Task prompt => In the Taiwan outbreak article, copy the passage from "On Wednesday morning, Taiwan’s" to "seven on Tuesday.", swapping "health minister" for "health official".

Supplied text =>
Taiwan sees a small outbreak, and its stock market plunges.


By Cao Li

Growing concerns in Taiwan about a small but worsening coronavirus outbreak drove a sharp intraday plunge in its stock market on Wednesday, as investors worried about new government restrictions on businesses in a place that has largely escaped the pandemic.

On Wednesday morning, Taiwan’s health minister, Chen Shih-chung, said that the island’s new outbreak has reached a “very severe stage” and that restrictions could be upgraded in “the coming days.” He spoke after the government reported 16 new cases of local infection on Wednesday and seven on Tuesday.

The Taiwan Stock Exchange weighted index slumped as much as 8.6 percent intraday following the news, a nearly 13 percent loss from its April peak. The market regained some ground later in the day and finished down 4.1 percent.

Taiwan has been a rare success story in a pandemic-stricken world. The island democracy threw up its borders when the pandemic first began to spread from mainland China and has heavily limited travel. It has recorded only 1,210 total cases, according to a tally by The New York Times.

Region pointing data:
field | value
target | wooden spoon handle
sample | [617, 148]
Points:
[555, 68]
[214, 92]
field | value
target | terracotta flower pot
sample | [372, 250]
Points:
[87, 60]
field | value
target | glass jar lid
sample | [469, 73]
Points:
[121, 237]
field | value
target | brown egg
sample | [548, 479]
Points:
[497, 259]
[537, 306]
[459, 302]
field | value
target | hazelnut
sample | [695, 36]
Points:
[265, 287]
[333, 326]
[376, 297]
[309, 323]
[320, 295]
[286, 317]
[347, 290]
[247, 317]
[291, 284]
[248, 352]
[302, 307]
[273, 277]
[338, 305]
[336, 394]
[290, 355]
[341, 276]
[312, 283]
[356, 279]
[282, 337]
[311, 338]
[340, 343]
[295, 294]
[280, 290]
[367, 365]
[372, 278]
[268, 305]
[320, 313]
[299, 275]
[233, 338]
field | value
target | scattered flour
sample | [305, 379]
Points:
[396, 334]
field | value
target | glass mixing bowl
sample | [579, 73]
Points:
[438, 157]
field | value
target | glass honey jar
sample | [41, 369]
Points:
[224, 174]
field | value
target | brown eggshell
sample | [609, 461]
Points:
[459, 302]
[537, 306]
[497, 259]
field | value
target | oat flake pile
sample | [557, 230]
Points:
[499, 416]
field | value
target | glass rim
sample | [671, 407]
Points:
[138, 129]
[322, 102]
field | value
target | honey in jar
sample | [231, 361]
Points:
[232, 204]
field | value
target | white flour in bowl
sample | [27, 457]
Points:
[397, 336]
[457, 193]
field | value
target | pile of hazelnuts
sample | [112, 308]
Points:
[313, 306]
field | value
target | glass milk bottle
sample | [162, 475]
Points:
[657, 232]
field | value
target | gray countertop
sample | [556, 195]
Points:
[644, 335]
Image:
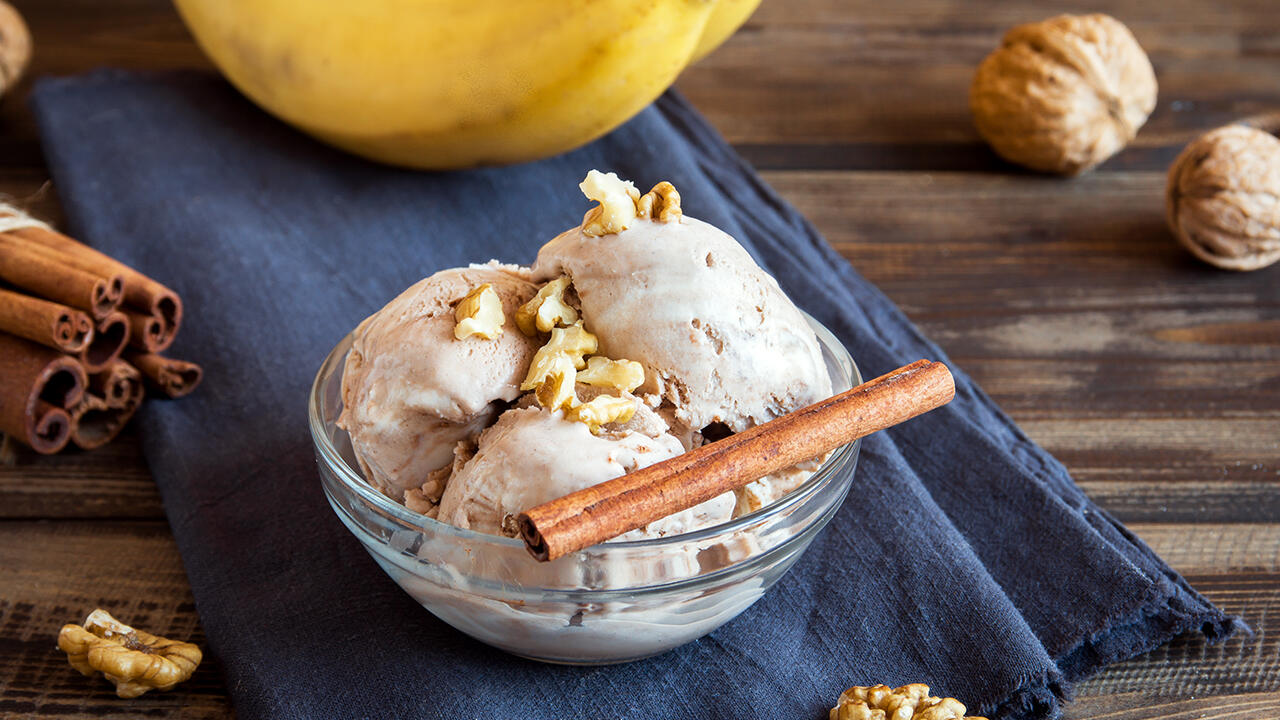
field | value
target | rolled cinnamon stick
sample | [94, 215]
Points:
[42, 273]
[44, 322]
[96, 423]
[140, 291]
[172, 377]
[109, 340]
[149, 332]
[119, 384]
[37, 384]
[612, 507]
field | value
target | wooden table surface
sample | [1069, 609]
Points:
[1155, 378]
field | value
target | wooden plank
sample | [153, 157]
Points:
[860, 72]
[58, 572]
[1159, 399]
[864, 83]
[1146, 706]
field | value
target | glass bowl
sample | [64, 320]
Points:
[613, 602]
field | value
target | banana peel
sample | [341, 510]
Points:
[456, 83]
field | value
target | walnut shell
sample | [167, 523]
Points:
[1064, 94]
[14, 46]
[1223, 197]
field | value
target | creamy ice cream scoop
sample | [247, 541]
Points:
[531, 456]
[411, 390]
[718, 338]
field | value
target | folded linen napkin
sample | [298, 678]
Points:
[965, 557]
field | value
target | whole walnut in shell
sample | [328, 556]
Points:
[1224, 197]
[1064, 94]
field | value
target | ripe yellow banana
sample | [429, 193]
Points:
[452, 83]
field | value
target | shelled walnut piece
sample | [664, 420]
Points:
[1065, 94]
[1223, 197]
[908, 702]
[136, 661]
[620, 203]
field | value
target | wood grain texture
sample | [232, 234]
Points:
[1153, 378]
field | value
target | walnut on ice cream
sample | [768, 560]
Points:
[572, 341]
[479, 314]
[617, 204]
[547, 309]
[661, 204]
[620, 374]
[556, 391]
[602, 410]
[136, 661]
[908, 702]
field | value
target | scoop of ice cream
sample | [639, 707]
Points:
[411, 390]
[531, 456]
[718, 338]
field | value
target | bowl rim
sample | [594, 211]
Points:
[355, 482]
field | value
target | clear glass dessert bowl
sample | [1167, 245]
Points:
[613, 602]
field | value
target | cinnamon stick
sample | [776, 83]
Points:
[172, 377]
[42, 273]
[612, 507]
[37, 384]
[96, 423]
[119, 384]
[44, 322]
[149, 332]
[140, 291]
[109, 340]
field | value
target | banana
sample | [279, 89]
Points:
[455, 83]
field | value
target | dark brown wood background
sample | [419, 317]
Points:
[1155, 378]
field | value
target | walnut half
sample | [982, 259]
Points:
[909, 702]
[136, 661]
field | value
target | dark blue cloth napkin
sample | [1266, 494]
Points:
[965, 557]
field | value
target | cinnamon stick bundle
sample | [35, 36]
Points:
[44, 322]
[172, 377]
[80, 301]
[109, 340]
[41, 272]
[37, 386]
[140, 291]
[609, 509]
[95, 422]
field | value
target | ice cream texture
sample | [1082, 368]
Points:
[634, 337]
[531, 456]
[411, 391]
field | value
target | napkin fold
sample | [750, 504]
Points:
[964, 557]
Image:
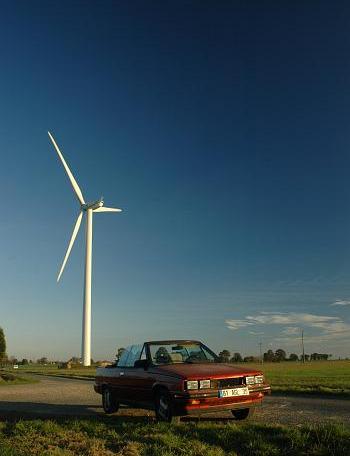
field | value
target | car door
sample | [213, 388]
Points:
[128, 381]
[140, 380]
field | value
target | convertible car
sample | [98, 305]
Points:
[179, 377]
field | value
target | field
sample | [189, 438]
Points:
[116, 436]
[317, 377]
[132, 435]
[7, 378]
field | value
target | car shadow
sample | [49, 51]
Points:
[32, 410]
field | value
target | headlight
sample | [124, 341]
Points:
[249, 380]
[192, 384]
[204, 384]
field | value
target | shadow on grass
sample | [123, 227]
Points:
[209, 435]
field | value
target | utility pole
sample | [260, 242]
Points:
[302, 344]
[261, 357]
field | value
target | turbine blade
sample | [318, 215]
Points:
[68, 171]
[71, 242]
[107, 209]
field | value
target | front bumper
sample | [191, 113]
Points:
[209, 401]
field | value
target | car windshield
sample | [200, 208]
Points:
[180, 352]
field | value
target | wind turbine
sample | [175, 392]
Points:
[88, 209]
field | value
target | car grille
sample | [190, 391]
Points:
[230, 382]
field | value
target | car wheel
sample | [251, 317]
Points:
[164, 406]
[243, 414]
[110, 405]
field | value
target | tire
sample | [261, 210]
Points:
[164, 406]
[109, 404]
[243, 414]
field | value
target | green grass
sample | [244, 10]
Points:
[316, 377]
[9, 378]
[75, 372]
[135, 437]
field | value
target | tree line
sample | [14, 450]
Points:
[270, 356]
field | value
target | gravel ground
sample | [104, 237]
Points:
[69, 397]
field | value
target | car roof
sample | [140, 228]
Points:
[173, 341]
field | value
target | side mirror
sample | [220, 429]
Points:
[141, 364]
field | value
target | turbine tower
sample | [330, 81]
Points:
[88, 209]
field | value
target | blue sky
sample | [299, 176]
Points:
[221, 129]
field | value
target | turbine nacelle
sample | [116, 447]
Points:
[94, 205]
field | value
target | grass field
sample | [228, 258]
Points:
[113, 436]
[317, 377]
[7, 378]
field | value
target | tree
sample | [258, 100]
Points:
[236, 358]
[280, 355]
[119, 353]
[293, 357]
[224, 356]
[2, 345]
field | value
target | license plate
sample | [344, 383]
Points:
[234, 392]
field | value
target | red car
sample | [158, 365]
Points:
[179, 377]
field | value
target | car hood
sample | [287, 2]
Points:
[212, 370]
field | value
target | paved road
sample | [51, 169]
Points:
[67, 397]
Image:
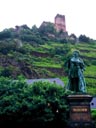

Result of the exercise =>
On Wednesday morning, Taiwan’s health official, Chen Shih-chung, said that the island’s new outbreak has reached a “very severe stage” and that restrictions could be upgraded in “the coming days.” He spoke after the government reported 16 new cases of local infection on Wednesday and seven on Tuesday.